> Directive 1
In the records, from the first line up to and including the line with "box: [197, 412, 273, 512]", change "target region" to "object of interest" and reproduce those lines with everything else unchanged.

Text section START

High Level Data Processing Concepts

High Level Goal: Lower latency for data processing to get more timely data

Definitions:

Streaming = Execution Engine designed for infinite data sets
Unbounded Data = Infinite data set, (aka “streaming data”) vs bounded data (aka “batch data”)
Unbounded data processing = Data processing on Unbounded Data

Architectures

###Lambda Architecture

You run a streaming system alongside a batch system, both doing the same calculation. You basically do a dual-mode execution.

Streaming system gives you low-latency, inaccurate results (streaming system does not provide correctness or you use an approximation alogirthm)
Some time later a batch system rolls along and provides you with the correct output

Pros:

Get lower latency approximate results and later get accurate results

Cons:

Build and maintain two independent versions of the pipeline
Complicated merge process for the two pipelines

###Kappa Architecture

Run a single pipeline using a well-designed system that’s built for the job at hand.

Requirements

You need two things:

Correctness = consistent storage; streaming systems need a way for checkpointing persistent state over time. There needs to be consistency in light of machine failures. Strong consistency is required for exactly-once processing, which is required for correctness, which is a requirement for any system that wants to meet the capabilities of a batch system.
- See MillWheel: Fault-Tolerant Stream Processing at Internet Scale
- See Spark Streaming: An Efficient and Fault-Tolerant Model for Stream Processing on Large Clusters
Tools for Reasoning about Time = Need good tools for working with unbounded, unordered data of varying event-time skew

Event Time vs Processing Time

Event Time = time at which events actually occurred
Processing Time = time at which events are observed in the system

Not all use cases care about event times (if yours doesn’t, life is easier). Most use cases care (e.g. fraud detection, user behavior). In an ideal world, event time and processing time would equal, but that’s not real life; instead you get a skew between the two.

Text section END
Exercise data START

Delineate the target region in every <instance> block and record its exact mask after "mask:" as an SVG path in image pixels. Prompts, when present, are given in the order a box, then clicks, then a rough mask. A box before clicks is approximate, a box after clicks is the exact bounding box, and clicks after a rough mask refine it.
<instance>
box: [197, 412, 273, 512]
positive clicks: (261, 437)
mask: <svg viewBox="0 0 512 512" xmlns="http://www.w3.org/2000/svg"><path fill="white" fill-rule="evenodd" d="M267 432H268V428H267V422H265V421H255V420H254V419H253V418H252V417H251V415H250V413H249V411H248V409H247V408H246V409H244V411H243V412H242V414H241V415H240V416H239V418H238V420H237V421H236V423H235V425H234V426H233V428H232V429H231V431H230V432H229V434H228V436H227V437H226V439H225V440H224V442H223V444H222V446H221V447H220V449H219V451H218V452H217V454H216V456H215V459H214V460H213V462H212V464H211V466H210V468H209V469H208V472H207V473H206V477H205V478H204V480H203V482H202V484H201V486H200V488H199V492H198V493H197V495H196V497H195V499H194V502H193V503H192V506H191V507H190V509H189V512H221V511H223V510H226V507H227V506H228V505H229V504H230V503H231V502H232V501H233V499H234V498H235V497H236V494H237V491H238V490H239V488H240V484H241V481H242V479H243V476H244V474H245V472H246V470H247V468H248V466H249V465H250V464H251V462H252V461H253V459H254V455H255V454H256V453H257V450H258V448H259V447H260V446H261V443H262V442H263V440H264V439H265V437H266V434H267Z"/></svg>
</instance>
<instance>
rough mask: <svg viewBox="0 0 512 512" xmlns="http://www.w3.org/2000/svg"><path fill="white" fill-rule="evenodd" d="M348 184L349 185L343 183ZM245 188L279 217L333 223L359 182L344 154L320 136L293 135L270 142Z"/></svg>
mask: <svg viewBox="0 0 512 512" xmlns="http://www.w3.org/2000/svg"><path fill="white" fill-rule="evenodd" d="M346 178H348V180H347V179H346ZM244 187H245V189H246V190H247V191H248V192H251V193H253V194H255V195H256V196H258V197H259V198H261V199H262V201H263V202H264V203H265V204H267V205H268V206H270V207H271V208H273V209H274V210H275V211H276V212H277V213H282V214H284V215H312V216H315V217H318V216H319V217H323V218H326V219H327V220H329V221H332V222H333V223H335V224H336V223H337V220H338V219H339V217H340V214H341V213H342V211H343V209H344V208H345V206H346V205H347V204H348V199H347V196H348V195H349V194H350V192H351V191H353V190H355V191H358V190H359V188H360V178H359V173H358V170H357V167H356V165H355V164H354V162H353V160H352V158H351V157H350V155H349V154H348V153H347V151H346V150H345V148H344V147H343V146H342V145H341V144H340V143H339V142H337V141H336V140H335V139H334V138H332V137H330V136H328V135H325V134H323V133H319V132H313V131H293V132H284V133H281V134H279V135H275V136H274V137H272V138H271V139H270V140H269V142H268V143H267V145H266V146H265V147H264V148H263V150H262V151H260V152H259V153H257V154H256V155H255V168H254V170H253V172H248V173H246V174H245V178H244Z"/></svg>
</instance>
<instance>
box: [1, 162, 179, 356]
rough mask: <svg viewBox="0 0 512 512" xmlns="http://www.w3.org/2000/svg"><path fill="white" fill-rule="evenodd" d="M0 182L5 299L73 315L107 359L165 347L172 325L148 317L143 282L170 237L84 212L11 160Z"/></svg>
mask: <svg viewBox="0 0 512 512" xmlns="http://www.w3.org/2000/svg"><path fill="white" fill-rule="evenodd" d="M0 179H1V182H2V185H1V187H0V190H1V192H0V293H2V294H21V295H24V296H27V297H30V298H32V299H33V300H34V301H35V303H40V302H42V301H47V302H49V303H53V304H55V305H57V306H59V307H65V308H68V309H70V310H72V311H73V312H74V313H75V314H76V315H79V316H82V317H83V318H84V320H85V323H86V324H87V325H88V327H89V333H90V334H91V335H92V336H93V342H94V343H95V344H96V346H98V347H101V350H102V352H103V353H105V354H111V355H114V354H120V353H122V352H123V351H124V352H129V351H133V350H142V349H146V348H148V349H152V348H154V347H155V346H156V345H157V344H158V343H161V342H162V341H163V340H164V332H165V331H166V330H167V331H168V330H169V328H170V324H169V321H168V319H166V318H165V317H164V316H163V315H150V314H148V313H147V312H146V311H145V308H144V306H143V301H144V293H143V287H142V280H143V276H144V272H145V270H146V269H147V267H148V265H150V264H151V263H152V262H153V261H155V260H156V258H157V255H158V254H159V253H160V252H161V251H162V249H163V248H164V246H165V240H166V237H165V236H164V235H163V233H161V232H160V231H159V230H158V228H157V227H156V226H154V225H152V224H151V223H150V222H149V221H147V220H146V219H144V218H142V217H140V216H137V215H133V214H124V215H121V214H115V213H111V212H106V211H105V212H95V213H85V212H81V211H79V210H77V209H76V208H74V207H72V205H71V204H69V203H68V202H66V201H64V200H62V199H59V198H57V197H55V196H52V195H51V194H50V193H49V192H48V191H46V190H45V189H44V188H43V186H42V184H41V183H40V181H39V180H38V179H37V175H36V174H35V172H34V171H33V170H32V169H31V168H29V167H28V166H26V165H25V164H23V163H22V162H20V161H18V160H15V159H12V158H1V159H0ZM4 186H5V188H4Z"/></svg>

Exercise data END

> Directive 2
In the text on data processing concepts, how is processing time defined?

> Output 1
Delineate the object of interest in every <instance> block and record its exact mask after "mask:" as an SVG path in image pixels. Prompts, when present, are given in the order a box, then clicks, then a rough mask. A box before clicks is approximate, a box after clicks is the exact bounding box, and clicks after a rough mask refine it.
<instance>
box: [197, 412, 273, 512]

> Output 2
Processing time is the time at which events are observed in the system.